◆ What you will do:
- A) Please copy the Brexit text word for word, from "So, with all" up to and including "to play out.".
- B) According to the Brexit text, what is the Customs Union essentially?
- C) Translate this sentence from the Brexit text into Spanish: "So it is for these reasons that the traditional Brexiteers find it almost impossible to vote for her deal."

So, with all these factors set out, it should be much clearer why things are the mess that they now are,  and that just what is at stake now, is in essence the end game which  is about to play out.

The core problem now is that on the one hand, the “May deal” is frankly appalling,  both in terms of its direct cost (as the UK has to continue massive EU funding payments) and in what it surrenders for the future (which is  a great deal of sovereignty and  all control over the subsequent more detailed negotiation –as Europe alone will determine when the negotiation is over. Until then –which could be sine die, the EU can force the UK to submit to all its rules and regulations and to refrain from other free trade deals).  So it is for these reasons that the traditional Brexiteers find it almost impossible to vote for her deal.

But (as Mrs May intended) the problem for them now is that the Remain MPs have forced through a commitment that bars the UK Government from permitting  a “no deal” Brexit, so,  in the event that Mrs. May’s deal is in the end rejected –as has been happening so far — then the likely alternatives are one or another of the options which include accepting either

  • the Customs Union(which is essentially a free trade area with uniform tariffs on goods entering from outside) which entails submitting to such tariff and trade arrangements as the EU is pleased to make, even though the UK would not be a party determining them, and would also preclude the UK from making its own trade deals at all


  • the Single Market, which entails acceptance of the free movement of people as well as of goods and services (and is thus effectively even more onerous, since  in particular it entails  loss of control over immigration which was a major factor behind the Referendum result in the first place. Moreover, while it would not absolutely of itself preclude independent trade deals with other countries it would make them difficult as it would entail
  • Keeping three-quarters of EU laws such as are covered by Single Market rules, however desirable a change to them might be and however much UK electors might vote for it.

◆ Raw data:

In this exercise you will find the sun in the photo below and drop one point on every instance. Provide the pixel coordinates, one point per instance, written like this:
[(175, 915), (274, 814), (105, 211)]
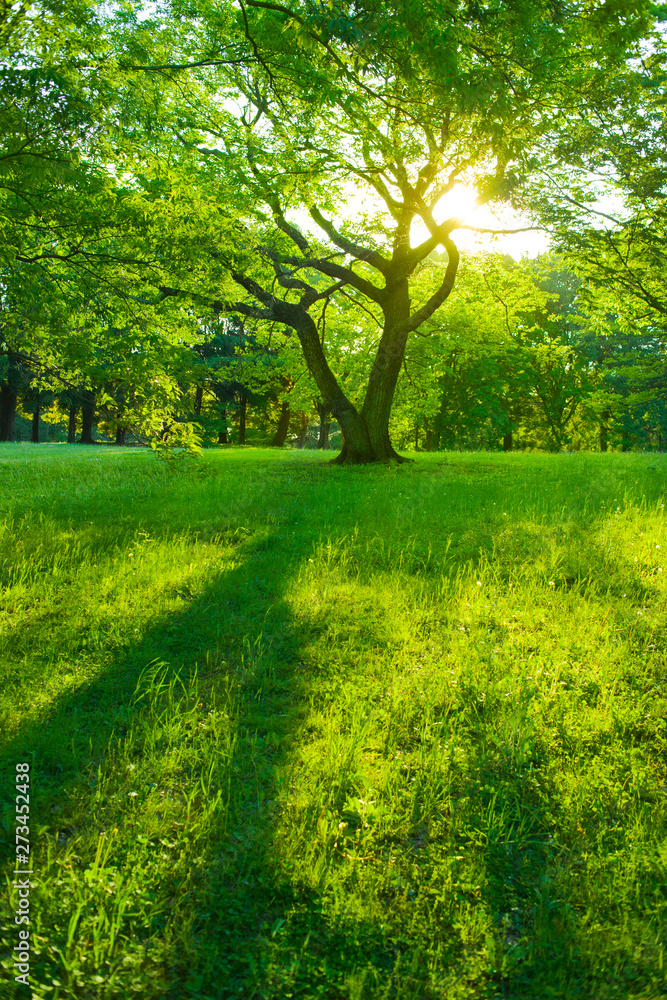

◆ Set of answers:
- A)
So, with all these factors set out, it should be much clearer why things are the mess that they now are,  and that just what is at stake now, is in essence the end game which  is about to play out.

- B) A free trade area with uniform tariffs on goods entering from outside.

- C) Así pues, es por estas razones por lo que los brexiteros tradicionales encuentran casi imposible votar a favor de su acuerdo.